Look below for the line containing "Place one keypoint per instance of the illuminated"; from there, print each line exactly up to and including the line containing "Place one keypoint per instance of the side mirror and", and stop.

Point-per-instance localization data:
######

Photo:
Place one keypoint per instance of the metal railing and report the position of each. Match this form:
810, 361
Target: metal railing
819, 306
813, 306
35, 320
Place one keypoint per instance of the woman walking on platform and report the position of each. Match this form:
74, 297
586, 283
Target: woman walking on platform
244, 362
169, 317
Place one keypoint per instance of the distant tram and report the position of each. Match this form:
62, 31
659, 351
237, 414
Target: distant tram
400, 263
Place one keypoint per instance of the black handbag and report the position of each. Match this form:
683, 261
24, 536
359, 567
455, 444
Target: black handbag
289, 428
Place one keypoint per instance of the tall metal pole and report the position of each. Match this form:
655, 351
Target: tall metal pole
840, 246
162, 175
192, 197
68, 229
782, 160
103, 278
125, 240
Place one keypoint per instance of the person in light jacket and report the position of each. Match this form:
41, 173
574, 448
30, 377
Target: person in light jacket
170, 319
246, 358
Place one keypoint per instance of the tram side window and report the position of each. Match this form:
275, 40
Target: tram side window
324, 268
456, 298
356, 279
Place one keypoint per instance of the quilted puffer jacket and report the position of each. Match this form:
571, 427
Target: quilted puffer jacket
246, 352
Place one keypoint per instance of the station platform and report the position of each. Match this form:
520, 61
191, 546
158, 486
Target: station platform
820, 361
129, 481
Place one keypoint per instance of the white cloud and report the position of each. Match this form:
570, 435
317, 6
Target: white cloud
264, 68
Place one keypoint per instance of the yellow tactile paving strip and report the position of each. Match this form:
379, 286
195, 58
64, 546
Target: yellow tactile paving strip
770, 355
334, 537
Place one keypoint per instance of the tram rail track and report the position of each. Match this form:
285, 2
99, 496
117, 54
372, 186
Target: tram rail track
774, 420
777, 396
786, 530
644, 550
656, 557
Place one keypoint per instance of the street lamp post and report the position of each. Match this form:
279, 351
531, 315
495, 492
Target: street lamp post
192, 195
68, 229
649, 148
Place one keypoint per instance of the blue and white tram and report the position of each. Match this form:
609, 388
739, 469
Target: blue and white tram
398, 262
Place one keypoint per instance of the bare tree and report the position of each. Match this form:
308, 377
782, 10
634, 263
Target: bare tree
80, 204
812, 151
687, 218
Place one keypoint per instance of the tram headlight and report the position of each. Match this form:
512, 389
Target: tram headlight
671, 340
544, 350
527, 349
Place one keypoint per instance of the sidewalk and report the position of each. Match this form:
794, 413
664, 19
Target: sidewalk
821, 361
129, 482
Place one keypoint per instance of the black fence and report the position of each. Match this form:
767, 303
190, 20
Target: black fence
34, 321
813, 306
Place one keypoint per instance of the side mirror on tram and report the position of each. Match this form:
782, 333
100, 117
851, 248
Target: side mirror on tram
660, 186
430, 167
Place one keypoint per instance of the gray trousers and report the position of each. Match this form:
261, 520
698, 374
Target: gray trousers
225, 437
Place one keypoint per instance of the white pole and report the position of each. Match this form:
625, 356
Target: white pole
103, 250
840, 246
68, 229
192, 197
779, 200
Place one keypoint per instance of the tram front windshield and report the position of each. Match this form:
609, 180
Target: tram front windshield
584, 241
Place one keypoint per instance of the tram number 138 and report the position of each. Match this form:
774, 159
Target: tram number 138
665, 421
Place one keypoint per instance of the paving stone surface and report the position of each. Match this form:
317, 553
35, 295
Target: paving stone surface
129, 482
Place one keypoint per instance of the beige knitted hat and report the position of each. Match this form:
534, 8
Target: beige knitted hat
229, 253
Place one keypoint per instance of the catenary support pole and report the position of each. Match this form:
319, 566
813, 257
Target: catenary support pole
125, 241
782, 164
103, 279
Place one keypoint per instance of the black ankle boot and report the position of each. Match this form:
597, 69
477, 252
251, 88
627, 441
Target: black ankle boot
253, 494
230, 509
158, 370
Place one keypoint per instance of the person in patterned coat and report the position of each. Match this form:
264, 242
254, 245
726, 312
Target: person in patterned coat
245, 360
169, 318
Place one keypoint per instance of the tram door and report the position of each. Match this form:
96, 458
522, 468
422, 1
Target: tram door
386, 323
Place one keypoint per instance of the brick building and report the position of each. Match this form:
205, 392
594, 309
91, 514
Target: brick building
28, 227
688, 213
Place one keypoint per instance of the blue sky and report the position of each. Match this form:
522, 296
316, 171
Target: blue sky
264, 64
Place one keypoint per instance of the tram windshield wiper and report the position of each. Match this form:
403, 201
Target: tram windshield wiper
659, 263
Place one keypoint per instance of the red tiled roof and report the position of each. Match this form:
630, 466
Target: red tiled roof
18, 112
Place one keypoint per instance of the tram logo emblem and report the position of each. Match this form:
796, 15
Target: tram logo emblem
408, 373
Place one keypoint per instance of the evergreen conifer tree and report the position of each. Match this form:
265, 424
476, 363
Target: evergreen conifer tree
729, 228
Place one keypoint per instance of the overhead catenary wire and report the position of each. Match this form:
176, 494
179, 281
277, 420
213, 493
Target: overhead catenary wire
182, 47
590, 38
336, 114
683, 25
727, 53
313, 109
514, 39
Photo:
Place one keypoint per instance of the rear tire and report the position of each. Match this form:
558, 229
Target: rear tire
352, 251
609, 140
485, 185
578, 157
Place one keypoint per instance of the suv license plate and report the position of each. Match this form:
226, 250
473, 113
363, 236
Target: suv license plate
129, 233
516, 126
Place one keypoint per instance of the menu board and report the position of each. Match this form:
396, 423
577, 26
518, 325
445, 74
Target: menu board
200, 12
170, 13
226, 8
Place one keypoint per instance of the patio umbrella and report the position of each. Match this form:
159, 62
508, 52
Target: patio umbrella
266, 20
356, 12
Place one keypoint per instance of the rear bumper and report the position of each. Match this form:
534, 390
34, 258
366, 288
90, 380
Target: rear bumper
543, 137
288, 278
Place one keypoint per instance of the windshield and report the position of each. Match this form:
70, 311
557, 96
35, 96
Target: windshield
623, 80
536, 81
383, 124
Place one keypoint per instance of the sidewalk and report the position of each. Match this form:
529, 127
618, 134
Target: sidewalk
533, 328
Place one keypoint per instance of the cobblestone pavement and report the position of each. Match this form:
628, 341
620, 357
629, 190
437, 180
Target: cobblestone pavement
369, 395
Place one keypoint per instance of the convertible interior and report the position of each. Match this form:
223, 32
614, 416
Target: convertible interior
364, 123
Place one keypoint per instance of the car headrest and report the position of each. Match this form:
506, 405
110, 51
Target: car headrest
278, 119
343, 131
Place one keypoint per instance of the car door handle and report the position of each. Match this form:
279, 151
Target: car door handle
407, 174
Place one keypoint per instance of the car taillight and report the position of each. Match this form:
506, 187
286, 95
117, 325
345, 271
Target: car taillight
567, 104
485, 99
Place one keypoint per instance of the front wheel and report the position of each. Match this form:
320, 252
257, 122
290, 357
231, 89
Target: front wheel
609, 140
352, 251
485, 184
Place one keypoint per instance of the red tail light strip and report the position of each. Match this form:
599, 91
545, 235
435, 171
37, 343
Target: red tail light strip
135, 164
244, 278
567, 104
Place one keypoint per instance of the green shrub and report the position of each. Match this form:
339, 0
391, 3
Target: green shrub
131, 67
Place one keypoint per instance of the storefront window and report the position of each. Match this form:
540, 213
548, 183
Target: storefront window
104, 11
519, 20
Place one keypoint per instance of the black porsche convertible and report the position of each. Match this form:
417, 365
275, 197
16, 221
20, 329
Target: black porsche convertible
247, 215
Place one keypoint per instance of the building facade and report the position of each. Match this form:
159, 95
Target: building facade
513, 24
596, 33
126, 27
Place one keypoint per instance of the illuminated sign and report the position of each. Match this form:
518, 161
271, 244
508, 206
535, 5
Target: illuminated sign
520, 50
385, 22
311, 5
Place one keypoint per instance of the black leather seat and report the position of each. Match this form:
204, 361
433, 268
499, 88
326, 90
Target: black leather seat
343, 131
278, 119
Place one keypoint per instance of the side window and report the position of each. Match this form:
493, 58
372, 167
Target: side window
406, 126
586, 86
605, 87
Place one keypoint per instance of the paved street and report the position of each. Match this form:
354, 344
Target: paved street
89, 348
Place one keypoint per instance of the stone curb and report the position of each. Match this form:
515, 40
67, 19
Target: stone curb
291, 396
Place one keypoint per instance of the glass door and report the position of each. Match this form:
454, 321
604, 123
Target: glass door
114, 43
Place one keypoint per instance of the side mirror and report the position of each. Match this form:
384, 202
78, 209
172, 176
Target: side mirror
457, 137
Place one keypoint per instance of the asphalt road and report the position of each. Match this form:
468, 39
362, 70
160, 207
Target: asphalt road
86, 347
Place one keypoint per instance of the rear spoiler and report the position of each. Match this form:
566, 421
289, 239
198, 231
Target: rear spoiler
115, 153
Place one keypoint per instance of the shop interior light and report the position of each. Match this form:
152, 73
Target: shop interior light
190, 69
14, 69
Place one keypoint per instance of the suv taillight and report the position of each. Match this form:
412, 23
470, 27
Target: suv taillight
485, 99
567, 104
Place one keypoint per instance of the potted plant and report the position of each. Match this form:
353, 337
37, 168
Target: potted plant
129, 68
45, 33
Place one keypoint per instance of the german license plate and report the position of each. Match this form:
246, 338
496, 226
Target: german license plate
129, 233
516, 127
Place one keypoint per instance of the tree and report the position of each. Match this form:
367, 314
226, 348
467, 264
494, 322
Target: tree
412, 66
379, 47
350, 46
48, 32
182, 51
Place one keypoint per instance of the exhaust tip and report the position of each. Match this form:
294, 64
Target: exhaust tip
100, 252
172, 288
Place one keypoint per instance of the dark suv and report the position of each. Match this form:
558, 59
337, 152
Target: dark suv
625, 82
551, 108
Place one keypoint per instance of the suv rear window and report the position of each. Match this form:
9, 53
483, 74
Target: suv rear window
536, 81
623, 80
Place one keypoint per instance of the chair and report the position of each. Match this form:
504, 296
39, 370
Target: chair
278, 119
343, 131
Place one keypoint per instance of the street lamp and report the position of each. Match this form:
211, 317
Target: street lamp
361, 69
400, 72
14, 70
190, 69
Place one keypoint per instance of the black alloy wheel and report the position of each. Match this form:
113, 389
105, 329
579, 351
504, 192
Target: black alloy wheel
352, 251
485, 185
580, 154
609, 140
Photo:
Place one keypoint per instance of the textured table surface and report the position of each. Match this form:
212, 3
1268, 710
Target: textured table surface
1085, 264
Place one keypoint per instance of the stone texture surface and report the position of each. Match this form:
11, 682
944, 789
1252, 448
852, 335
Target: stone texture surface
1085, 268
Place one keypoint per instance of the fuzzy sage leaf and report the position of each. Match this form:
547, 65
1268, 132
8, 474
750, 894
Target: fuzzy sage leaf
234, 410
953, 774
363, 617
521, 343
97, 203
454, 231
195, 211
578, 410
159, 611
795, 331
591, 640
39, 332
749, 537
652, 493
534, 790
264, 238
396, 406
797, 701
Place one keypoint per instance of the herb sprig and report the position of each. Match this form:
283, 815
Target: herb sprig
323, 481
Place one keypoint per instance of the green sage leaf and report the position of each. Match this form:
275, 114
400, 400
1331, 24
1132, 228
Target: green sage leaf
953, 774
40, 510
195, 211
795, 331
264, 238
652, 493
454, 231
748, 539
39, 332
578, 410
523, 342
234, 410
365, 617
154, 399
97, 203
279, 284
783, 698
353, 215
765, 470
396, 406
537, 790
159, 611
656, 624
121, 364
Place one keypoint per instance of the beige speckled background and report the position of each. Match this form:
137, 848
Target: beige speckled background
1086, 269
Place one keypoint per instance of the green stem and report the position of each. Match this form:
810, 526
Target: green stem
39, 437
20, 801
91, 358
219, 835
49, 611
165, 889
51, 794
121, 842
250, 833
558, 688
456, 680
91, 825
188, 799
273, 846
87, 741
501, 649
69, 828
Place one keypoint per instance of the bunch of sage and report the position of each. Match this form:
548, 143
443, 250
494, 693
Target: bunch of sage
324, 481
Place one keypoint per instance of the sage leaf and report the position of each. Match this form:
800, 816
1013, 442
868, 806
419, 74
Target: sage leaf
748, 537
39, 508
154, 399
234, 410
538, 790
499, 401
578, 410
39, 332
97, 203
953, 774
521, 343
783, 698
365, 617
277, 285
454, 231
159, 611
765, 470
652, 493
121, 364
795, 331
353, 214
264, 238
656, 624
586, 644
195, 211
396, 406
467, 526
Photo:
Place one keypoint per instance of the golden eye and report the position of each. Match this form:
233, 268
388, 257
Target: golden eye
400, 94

######

Exercise answer:
Place one keypoint per instance of the illuminated sign and report the position of each. Match this form:
518, 161
271, 244
508, 206
535, 5
Target: illuminated sign
520, 50
385, 22
311, 5
Place one keypoint per instance of the black leather seat and report the position of each. Match this form:
204, 361
433, 268
499, 88
326, 90
Target: black leather seat
343, 131
278, 119
Place one keypoint per instance of the side window and report the position of each. Match this form:
493, 58
372, 167
Target: side window
406, 126
586, 86
605, 87
Place one keypoint per instance of the paved street and report the position of each. Match this form:
354, 344
Target: paved street
89, 348
Place one keypoint per instance of the stone curb and report the position of each. Match this form:
515, 40
67, 19
Target: stone curb
291, 396
Place one keypoint per instance of the glass door and report the position of each. Match this form:
454, 321
604, 123
Target: glass door
114, 43
Place one keypoint per instance of the side mirror and report the position of each. Match this form:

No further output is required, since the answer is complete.